Segment Start: Input records
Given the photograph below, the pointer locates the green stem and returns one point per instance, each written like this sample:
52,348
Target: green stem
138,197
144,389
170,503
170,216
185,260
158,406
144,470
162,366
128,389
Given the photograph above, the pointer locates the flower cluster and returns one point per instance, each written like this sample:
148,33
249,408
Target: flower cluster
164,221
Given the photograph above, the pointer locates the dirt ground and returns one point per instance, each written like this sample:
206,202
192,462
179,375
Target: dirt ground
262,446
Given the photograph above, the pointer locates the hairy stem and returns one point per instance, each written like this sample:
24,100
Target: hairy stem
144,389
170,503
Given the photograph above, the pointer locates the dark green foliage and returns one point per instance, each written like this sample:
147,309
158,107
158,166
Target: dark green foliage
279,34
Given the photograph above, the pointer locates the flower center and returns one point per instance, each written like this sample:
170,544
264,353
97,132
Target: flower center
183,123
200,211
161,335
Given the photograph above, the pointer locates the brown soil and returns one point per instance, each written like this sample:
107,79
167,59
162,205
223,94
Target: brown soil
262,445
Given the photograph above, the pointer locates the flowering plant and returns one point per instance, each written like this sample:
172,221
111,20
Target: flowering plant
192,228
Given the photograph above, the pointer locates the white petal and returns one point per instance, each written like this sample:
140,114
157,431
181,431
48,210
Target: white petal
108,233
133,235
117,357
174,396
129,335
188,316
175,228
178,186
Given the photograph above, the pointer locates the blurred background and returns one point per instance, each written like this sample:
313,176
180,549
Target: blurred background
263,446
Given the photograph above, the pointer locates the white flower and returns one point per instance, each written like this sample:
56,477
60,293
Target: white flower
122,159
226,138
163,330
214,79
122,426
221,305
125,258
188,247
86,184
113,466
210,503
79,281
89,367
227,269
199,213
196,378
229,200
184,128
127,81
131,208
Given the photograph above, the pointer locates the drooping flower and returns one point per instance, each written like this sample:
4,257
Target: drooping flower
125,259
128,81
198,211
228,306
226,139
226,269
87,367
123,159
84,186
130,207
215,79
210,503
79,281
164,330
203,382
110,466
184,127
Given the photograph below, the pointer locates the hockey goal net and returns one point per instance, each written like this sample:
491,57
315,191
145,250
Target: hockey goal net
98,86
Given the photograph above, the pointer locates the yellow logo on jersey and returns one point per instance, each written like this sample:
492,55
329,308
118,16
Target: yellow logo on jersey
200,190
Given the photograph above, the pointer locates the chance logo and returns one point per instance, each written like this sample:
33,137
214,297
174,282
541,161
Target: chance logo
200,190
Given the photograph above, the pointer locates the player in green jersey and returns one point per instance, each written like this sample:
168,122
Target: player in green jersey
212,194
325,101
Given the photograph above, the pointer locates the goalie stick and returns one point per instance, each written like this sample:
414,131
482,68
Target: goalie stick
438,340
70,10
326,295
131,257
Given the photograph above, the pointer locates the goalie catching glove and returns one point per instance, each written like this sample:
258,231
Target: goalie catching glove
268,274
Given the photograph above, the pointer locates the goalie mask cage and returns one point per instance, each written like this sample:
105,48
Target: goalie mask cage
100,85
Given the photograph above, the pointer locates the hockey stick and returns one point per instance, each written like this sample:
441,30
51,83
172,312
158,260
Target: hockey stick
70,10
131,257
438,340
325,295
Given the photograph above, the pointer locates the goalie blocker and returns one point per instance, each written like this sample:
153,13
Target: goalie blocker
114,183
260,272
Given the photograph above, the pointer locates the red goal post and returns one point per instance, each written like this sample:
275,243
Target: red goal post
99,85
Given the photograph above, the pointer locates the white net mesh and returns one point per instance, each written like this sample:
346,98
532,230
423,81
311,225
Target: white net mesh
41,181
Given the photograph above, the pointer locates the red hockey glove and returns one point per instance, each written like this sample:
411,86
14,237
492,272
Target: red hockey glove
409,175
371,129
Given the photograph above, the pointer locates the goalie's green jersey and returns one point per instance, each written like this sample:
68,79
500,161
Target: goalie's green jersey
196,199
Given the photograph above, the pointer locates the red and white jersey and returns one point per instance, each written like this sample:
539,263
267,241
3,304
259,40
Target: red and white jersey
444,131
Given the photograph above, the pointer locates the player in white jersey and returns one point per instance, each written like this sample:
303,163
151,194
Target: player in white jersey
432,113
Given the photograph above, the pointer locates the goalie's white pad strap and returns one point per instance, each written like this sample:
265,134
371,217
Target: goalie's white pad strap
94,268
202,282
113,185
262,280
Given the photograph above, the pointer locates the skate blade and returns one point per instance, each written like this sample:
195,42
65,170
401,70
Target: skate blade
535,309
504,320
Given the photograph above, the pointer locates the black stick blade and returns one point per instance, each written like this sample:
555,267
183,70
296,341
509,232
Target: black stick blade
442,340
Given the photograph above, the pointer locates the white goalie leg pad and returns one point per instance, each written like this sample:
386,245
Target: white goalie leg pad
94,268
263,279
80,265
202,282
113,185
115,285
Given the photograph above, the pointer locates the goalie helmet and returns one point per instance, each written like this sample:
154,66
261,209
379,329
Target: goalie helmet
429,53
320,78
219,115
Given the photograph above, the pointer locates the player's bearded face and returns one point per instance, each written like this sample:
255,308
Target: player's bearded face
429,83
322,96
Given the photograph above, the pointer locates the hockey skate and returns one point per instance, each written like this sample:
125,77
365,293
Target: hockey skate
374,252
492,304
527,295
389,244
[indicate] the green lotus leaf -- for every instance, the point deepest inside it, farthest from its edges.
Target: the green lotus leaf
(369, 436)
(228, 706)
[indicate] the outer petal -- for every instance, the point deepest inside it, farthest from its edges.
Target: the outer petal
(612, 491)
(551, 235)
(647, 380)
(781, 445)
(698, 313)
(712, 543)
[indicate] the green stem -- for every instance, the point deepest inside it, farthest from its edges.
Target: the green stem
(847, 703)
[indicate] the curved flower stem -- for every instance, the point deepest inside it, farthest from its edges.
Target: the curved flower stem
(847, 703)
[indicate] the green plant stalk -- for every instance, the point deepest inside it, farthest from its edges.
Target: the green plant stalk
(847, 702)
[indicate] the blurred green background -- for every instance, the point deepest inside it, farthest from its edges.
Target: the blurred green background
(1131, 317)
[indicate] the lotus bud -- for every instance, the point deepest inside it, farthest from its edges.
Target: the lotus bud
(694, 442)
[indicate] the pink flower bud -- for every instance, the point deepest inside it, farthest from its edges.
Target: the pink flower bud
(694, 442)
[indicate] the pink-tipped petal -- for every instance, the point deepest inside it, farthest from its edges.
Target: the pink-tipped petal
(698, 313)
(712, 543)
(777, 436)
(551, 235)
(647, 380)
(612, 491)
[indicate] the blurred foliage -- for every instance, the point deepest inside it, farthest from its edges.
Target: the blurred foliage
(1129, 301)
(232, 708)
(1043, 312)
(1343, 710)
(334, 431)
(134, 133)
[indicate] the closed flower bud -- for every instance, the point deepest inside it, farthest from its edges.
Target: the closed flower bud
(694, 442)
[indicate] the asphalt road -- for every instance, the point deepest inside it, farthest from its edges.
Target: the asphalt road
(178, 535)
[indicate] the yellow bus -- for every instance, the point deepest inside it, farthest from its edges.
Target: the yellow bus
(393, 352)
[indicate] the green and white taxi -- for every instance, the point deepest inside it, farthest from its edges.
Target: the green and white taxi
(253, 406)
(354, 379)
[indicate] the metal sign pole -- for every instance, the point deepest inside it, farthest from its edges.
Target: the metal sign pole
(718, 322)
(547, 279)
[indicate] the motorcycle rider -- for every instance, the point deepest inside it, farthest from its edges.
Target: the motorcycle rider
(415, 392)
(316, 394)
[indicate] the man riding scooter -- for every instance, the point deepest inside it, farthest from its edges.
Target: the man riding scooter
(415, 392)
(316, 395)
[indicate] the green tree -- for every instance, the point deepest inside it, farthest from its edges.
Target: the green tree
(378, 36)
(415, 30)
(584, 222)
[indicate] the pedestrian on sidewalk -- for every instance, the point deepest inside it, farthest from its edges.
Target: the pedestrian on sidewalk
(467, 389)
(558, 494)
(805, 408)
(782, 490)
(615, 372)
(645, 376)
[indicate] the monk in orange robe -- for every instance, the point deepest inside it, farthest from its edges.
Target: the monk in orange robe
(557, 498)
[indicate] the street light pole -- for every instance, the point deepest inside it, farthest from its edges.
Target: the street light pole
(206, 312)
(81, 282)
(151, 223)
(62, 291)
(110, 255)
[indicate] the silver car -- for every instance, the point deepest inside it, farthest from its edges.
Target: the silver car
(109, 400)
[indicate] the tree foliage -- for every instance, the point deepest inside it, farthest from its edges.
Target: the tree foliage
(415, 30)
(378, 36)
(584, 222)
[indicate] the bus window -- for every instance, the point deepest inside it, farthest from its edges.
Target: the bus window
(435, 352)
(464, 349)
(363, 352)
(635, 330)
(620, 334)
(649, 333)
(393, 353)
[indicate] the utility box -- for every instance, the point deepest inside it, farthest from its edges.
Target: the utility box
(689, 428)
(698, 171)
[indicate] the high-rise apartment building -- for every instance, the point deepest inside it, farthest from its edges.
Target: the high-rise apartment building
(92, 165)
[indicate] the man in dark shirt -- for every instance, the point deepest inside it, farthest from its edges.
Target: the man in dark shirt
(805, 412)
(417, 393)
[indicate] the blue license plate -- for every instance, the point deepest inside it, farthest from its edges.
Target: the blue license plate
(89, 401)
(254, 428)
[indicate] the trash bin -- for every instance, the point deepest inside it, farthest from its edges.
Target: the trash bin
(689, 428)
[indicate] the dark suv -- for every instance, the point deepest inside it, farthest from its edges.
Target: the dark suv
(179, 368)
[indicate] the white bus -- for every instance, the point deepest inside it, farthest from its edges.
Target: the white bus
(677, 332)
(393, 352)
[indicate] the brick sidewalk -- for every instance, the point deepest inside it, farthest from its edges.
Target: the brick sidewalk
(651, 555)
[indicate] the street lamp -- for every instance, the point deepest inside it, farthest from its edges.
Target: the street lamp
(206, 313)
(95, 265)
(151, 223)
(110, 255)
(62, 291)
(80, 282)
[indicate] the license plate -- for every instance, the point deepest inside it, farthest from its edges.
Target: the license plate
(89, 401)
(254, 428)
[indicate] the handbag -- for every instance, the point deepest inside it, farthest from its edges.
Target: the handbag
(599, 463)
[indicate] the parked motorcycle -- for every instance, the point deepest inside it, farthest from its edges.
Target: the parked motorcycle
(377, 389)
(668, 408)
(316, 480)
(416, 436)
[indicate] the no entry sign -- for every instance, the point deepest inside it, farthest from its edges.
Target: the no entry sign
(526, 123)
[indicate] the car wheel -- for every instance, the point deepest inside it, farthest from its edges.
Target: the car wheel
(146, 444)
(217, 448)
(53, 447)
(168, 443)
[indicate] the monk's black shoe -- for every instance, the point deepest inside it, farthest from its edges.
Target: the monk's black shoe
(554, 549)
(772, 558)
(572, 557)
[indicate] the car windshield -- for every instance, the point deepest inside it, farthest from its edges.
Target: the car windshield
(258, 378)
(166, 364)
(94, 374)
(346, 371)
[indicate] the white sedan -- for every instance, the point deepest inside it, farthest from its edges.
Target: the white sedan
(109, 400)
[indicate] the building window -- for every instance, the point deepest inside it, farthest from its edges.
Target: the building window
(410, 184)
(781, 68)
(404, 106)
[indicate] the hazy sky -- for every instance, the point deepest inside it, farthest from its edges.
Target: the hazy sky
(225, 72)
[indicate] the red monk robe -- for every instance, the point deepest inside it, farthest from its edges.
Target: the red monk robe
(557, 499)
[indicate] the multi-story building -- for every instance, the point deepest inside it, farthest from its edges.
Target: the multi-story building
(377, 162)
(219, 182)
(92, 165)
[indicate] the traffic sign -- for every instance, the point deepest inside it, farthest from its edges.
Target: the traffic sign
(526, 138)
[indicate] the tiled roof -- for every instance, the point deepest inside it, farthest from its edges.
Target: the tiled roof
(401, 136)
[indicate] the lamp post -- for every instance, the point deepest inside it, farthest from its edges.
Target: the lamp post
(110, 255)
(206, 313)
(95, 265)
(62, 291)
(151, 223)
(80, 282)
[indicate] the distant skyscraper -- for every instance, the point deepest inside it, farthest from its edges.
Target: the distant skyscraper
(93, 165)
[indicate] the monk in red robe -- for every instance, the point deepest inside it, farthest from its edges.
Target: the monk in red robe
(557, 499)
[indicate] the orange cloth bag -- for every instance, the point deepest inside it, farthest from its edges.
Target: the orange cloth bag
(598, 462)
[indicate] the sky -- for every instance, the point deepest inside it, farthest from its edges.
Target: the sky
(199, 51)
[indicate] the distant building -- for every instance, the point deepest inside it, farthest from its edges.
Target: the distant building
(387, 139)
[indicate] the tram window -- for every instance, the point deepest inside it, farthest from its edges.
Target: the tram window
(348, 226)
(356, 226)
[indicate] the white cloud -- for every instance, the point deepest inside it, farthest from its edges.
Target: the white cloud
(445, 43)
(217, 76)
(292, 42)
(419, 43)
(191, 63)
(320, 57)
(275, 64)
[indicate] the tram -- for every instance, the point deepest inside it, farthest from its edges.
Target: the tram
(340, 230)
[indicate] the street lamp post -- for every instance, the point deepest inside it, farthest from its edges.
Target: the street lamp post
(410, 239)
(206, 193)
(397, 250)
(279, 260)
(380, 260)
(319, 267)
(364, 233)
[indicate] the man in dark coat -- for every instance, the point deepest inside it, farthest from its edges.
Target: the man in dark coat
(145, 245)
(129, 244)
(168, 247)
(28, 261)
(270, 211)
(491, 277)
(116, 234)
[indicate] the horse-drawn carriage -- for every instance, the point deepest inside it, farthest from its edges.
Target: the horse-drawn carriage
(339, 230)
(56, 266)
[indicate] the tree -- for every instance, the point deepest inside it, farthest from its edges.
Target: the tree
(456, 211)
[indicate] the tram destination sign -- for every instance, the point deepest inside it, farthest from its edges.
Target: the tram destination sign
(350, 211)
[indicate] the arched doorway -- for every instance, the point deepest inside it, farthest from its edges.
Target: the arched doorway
Segment End: Input records
The task: Copy each line above holding "doorway".

The answer:
[indicate] the arched doorway -- for every instance, the point deepest inside it, farthest from its edges.
Target: the arched doorway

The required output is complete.